*Aufgaben*.
1 – Gib aus dem Seitenauszug den Abschnitt wortgetreu aus, der mit den Worten beginnt, die „Die Tat hat“ enthalten, und mit „gute Arbeit gelobt.“ endet.
2 – Wie viele Menschen kamen laut dem Seitenauszug am 17. Juni, um Nikolas Dirda zu gedenken?

*Seitenauszug*.
◇ ◇ ◇ ◇

23jähriger Rom in Tschechien ermordet
Am 10. Juni 2023 wurde ein junger Rom in der tschechischen Stadt Brno von einem Mann erstochen. In einer Straßenbahn soll es gegen 20 Uhr zu einem Konflikt gekommen sein, weil eine Gruppe „Ausländer:innen“ die Musik einer Gruppe von Jugendlichen nicht mochte. Als beide Gruppen an derselben Haltestelle ausstiegen, ging der Konflikt weiter. Ein Mann attackierte zwei junge Männer mit einem Messer. Einer der beiden, der 23jährige Rom Nikolas Dirda, erlag im Krankenhaus seinen schweren Verletzungen. Sein Freund überlebte mit Stichwunden.
Der mutmaßliche Täter wird von der Polizei als „Ausländer“ bezeichnet, in sozialen Medien wird jedoch verbreitet, er sei Ukrainer. Der 37jährige wurde noch am Tatort festgenommen und befindet sich nun wegen Mordverdachts in Untersuchungshaft.
Vom rechten politischen Spektrum wird der Vorfall ausgeschlachtet, um gegen Geflüchtete und Ausländer:innen Stimmung zu machen. Personen, die sonst gegen Roma hetzen, benutzen nun diesen Mord und damit einen tschechischen Rom, um gegen Geflüchtete zu hetzen. Eigentlich hatte die Roma-Aktivistin Žaneta Plachetková aus Brno für den 17. Juni eine friedliche Demonstration zum Gedenken an Nikolas Dirda angemeldet. Jedoch hat sie sie abgesagt, um zu vermeiden, dass „die falschen Leute“ die Veranstaltung vereinnahmen oder benutzen, um Hass zu verbreiten.
Obwohl die Veranstaltung abgesagt wurde, kamen etwa 1000 Menschen am 17. Juni, um Nikolas Dirda zu gedenken. Nach der Veranstaltung wurde er auf dem Zentralfriedhof in Brno beigesetzt.

Die Tat hat die tschechischen Roma-Bevölkerung alarmiert. Denn natürlich ruft ein solcher Mord die Erinnerung an die Pogrome, die rechtsextreme „Bürgerwehren“ in der Ukraine gegen Roma begangen haben, hervor. Die Gefahr, die durch diese Gruppierungen ausgeht, ist derzeit in den Ländern, in denen die Solidarität mit der Ukraine Staatsraison ist, kaum thematisierbar.
Gleichzeitig ist die strukturelle und institutionelle Diskriminierung sowie auch der alltägliche Rassismus gegen Roma in der Tschechischen Republik anhaltend hoch. Wir erinnern uns nur an Stanislav Tomáš, der starb, nachdem ein Polizist minutenlang auf seinem Nacken gekniet hatte. Nach diesem tödlichen Polizeieinsatz wurden die involvierten Polizeibeamt:innen nicht etwa vor Gericht gestellt, sondern von der Regierung für ihre gute Arbeit gelobt.

◇ ◇ ◇ ◇

*Datenauszüge*.

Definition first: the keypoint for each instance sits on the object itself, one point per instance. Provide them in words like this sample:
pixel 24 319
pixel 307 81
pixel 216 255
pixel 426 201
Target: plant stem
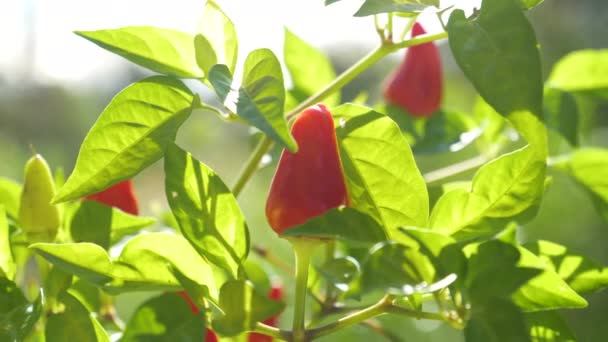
pixel 385 305
pixel 252 164
pixel 272 331
pixel 303 249
pixel 340 81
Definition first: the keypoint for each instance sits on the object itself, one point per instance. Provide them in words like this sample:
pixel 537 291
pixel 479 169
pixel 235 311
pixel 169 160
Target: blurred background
pixel 53 85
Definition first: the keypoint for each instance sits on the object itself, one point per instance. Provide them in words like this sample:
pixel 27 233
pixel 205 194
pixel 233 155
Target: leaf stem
pixel 252 164
pixel 344 78
pixel 303 249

◇ ◇ ◇ ◇

*Antworten je Aufgabe*.
1 –
Die Tat hat die tschechischen Roma-Bevölkerung alarmiert. Denn natürlich ruft ein solcher Mord die Erinnerung an die Pogrome, die rechtsextreme „Bürgerwehren“ in der Ukraine gegen Roma begangen haben, hervor. Die Gefahr, die durch diese Gruppierungen ausgeht, ist derzeit in den Ländern, in denen die Solidarität mit der Ukraine Staatsraison ist, kaum thematisierbar.
Gleichzeitig ist die strukturelle und institutionelle Diskriminierung sowie auch der alltägliche Rassismus gegen Roma in der Tschechischen Republik anhaltend hoch. Wir erinnern uns nur an Stanislav Tomáš, der starb, nachdem ein Polizist minutenlang auf seinem Nacken gekniet hatte. Nach diesem tödlichen Polizeieinsatz wurden die involvierten Polizeibeamt:innen nicht etwa vor Gericht gestellt, sondern von der Regierung für ihre gute Arbeit gelobt.

2 – Etwa 1000 Menschen.